## START Input for this task

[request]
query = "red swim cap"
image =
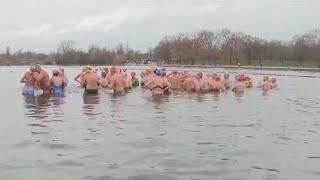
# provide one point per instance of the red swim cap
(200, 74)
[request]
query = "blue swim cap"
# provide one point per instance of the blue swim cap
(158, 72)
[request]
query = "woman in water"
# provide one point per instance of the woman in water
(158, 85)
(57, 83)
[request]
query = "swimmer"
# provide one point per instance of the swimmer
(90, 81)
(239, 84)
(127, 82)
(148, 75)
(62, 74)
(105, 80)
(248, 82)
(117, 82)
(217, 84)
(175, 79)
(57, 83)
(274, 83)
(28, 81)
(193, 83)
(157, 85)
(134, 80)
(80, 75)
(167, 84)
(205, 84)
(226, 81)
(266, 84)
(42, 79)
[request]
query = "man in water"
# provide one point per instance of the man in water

## END Input for this task
## START Input for this task

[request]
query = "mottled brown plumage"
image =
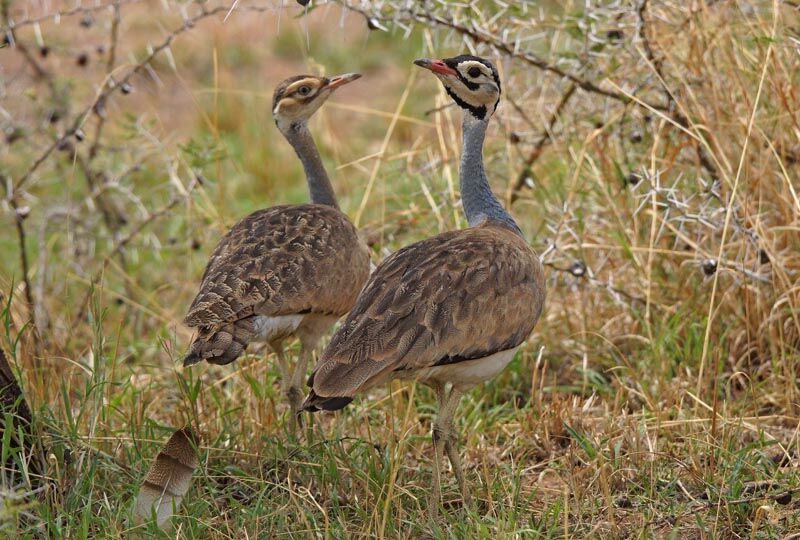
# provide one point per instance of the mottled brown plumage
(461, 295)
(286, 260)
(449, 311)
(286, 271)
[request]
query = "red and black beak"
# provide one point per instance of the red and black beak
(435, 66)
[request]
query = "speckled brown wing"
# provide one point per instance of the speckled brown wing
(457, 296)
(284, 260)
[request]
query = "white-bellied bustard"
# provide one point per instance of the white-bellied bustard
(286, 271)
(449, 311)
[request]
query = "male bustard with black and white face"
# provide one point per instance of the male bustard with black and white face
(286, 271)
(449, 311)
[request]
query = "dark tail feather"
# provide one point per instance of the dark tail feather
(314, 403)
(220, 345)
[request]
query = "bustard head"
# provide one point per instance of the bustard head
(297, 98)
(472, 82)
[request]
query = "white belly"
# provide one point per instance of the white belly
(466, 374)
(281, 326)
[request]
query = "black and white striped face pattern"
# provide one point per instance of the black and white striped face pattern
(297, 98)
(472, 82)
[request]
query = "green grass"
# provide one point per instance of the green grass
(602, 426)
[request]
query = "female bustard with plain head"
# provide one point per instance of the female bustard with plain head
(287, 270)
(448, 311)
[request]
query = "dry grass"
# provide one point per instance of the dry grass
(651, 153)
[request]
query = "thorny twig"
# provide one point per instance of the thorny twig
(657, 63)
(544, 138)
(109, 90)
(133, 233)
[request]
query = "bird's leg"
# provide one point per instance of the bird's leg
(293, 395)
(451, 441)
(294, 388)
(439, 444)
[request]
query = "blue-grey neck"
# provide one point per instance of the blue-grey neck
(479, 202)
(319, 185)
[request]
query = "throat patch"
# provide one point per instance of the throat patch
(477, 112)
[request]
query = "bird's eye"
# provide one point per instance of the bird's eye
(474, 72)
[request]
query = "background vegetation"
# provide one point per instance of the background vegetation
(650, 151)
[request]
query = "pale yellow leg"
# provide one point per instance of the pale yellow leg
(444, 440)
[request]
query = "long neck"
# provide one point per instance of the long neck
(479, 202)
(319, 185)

## END Input for this task

**Given exercise**
Gather every line of the material that contains the string "long" and copy each one out. Letter case must match.

**Exercise output**
query = "long neck"
# provide one point per instance of the long neck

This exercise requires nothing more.